[AIM OF THE EXERCISE]:
Gather each line from the data below that contains the word "windshield".
>>
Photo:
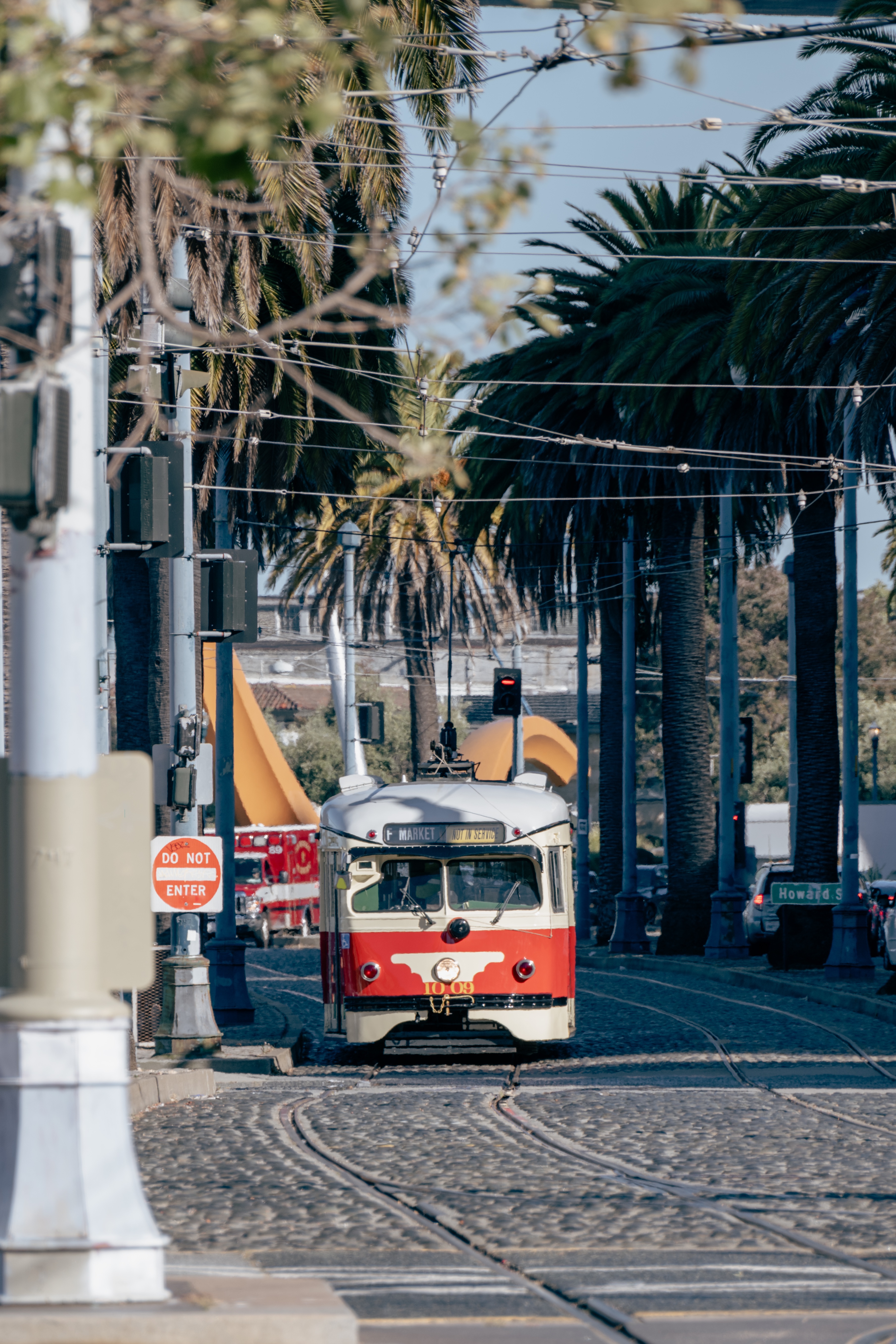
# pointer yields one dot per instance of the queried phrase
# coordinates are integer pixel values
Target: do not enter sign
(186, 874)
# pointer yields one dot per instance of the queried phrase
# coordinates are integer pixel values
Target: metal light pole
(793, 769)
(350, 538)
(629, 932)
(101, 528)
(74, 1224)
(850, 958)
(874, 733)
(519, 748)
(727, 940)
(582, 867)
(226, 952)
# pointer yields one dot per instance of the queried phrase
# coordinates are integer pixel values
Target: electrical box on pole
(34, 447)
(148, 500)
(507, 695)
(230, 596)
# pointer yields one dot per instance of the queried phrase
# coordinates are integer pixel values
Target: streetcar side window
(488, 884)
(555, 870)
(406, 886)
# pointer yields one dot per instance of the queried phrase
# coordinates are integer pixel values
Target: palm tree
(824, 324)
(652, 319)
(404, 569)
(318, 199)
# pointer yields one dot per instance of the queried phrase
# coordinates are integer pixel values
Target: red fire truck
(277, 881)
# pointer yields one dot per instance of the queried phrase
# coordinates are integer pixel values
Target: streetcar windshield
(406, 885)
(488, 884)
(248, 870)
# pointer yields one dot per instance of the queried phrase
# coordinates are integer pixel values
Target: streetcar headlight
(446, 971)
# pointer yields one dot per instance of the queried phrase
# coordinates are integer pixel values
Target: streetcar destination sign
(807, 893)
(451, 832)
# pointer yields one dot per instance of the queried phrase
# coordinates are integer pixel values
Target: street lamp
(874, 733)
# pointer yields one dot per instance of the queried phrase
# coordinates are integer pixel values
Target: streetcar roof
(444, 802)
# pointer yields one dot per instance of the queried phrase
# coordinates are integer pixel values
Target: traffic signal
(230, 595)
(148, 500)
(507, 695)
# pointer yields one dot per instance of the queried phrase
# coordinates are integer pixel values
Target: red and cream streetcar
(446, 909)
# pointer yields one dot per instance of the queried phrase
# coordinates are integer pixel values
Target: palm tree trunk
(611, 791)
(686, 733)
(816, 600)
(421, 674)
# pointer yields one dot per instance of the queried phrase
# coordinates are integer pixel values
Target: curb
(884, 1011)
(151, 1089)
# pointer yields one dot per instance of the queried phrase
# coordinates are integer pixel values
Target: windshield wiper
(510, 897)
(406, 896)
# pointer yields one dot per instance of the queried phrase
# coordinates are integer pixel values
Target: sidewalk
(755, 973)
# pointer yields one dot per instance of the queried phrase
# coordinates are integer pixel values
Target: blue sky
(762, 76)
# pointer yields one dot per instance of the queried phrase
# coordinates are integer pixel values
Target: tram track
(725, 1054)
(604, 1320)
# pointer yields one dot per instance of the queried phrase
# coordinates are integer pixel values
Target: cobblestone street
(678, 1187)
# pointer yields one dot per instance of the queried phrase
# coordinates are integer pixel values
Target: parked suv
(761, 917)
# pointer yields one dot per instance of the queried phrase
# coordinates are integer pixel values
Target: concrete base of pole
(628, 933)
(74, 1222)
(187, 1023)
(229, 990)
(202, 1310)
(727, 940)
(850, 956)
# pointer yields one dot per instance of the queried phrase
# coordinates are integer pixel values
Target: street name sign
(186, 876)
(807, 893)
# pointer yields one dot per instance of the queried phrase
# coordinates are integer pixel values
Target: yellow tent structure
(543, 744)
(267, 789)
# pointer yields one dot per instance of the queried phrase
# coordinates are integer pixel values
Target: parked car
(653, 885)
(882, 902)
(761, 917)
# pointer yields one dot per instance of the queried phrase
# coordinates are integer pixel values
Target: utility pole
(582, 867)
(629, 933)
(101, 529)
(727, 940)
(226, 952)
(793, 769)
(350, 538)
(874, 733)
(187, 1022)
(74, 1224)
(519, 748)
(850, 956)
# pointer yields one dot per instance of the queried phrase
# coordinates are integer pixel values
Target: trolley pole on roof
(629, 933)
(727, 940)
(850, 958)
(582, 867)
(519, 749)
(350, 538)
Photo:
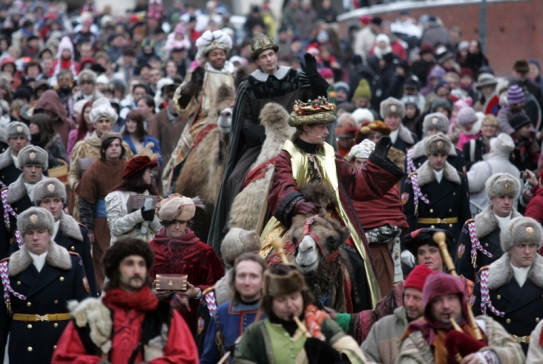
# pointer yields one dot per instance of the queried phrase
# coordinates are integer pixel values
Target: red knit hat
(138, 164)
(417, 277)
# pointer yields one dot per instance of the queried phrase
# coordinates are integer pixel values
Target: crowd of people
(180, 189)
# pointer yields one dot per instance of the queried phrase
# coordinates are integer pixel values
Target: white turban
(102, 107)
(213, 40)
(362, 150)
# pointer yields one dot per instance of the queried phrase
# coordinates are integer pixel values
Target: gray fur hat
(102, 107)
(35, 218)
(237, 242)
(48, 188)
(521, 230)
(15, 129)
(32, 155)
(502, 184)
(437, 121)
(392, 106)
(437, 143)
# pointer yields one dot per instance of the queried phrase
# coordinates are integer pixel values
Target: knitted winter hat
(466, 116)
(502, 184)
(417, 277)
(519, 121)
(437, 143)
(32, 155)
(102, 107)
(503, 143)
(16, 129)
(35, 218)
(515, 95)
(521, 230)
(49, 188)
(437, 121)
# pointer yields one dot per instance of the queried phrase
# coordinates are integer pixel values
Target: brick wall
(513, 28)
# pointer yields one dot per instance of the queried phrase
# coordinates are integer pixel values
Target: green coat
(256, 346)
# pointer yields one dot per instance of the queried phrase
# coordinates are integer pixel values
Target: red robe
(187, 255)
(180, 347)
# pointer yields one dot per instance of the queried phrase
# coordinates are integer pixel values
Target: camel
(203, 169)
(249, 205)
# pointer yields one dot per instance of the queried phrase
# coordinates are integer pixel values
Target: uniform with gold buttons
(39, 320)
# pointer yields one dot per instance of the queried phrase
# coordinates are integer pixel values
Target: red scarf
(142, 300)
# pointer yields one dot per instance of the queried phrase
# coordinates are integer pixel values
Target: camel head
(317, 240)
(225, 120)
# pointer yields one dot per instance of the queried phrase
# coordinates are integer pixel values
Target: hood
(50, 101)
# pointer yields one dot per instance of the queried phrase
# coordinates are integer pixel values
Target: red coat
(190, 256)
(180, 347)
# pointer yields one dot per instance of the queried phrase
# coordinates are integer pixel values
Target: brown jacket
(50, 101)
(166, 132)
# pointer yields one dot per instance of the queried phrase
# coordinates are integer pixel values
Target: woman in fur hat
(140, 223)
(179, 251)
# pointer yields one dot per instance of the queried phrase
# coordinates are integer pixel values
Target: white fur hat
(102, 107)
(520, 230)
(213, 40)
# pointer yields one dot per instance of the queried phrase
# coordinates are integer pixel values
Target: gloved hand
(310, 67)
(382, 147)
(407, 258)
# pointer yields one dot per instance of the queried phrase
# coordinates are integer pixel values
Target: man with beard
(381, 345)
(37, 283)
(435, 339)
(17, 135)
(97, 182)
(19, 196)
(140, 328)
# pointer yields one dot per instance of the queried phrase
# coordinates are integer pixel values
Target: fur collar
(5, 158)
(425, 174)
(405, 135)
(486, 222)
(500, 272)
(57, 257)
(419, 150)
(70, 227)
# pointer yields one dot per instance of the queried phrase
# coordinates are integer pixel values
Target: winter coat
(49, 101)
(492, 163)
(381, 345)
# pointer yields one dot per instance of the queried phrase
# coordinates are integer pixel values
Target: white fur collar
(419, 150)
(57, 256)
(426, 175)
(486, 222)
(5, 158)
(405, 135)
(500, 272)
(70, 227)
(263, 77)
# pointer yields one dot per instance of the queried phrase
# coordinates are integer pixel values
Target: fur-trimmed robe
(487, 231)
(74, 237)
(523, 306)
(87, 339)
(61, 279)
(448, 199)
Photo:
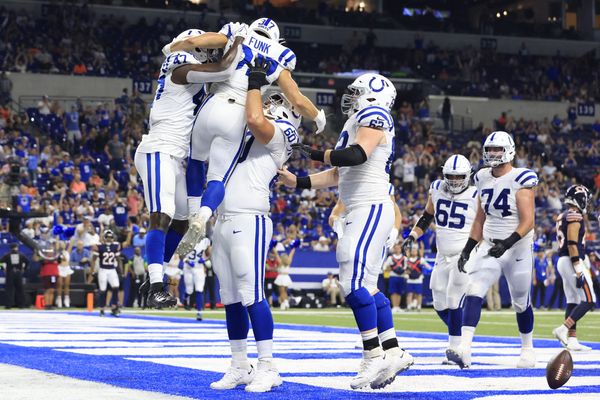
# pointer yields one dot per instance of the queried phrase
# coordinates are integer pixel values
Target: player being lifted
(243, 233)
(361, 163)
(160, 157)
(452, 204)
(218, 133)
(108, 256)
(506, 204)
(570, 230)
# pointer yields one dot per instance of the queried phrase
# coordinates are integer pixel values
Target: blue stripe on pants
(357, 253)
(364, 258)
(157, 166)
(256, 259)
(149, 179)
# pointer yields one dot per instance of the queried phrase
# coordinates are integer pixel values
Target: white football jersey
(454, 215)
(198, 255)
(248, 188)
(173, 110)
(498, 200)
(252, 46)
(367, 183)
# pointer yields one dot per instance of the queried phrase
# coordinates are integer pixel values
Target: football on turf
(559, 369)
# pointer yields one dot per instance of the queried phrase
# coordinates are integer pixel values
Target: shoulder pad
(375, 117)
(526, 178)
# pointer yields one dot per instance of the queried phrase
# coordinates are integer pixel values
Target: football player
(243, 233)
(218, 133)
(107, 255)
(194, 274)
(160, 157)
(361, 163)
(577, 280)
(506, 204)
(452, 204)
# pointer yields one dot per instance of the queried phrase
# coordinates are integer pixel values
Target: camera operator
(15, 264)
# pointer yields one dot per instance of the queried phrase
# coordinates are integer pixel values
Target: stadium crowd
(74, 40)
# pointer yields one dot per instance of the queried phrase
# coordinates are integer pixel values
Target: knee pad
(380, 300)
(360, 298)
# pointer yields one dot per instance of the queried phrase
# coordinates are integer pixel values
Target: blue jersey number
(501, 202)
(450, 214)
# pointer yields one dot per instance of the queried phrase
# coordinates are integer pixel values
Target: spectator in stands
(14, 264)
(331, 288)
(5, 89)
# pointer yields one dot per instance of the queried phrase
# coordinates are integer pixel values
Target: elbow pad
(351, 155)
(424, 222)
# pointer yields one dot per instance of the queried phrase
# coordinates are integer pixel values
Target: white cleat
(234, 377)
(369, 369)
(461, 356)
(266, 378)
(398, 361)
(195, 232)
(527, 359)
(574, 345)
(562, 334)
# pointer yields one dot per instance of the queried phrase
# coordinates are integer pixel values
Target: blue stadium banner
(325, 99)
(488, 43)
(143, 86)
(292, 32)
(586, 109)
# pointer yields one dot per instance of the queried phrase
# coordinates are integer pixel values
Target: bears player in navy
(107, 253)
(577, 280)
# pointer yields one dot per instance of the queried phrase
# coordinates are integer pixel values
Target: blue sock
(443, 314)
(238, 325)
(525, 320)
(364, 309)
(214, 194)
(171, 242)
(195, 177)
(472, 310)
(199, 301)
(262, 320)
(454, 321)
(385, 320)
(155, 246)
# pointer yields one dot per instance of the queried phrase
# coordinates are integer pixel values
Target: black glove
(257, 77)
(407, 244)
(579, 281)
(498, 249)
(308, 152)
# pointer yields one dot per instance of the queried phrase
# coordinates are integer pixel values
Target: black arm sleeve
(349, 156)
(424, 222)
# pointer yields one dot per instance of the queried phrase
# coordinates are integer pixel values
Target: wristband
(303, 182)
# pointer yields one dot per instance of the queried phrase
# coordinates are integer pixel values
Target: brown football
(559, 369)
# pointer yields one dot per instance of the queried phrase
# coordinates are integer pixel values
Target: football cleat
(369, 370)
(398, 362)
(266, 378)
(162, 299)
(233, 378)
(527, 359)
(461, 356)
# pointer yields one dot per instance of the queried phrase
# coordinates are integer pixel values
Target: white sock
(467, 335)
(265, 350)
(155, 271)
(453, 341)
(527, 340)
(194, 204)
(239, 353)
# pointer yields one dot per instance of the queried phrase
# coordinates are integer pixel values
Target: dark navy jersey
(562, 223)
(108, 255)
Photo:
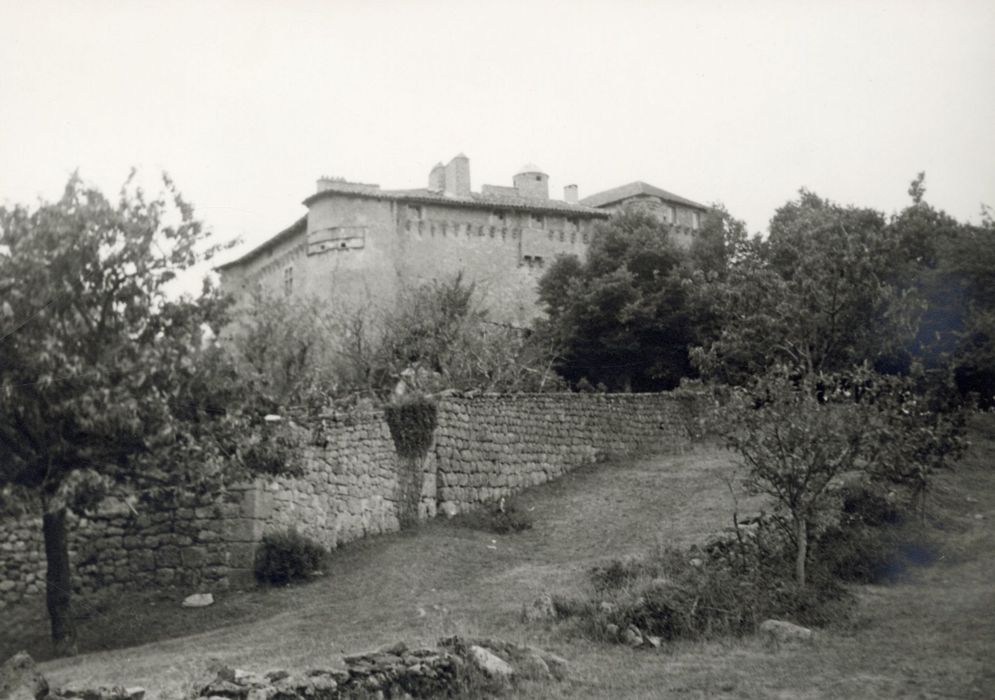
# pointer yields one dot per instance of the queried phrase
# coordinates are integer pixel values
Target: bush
<<
[SOLUTION]:
Target: streetcar windshield
Target: windshield wiper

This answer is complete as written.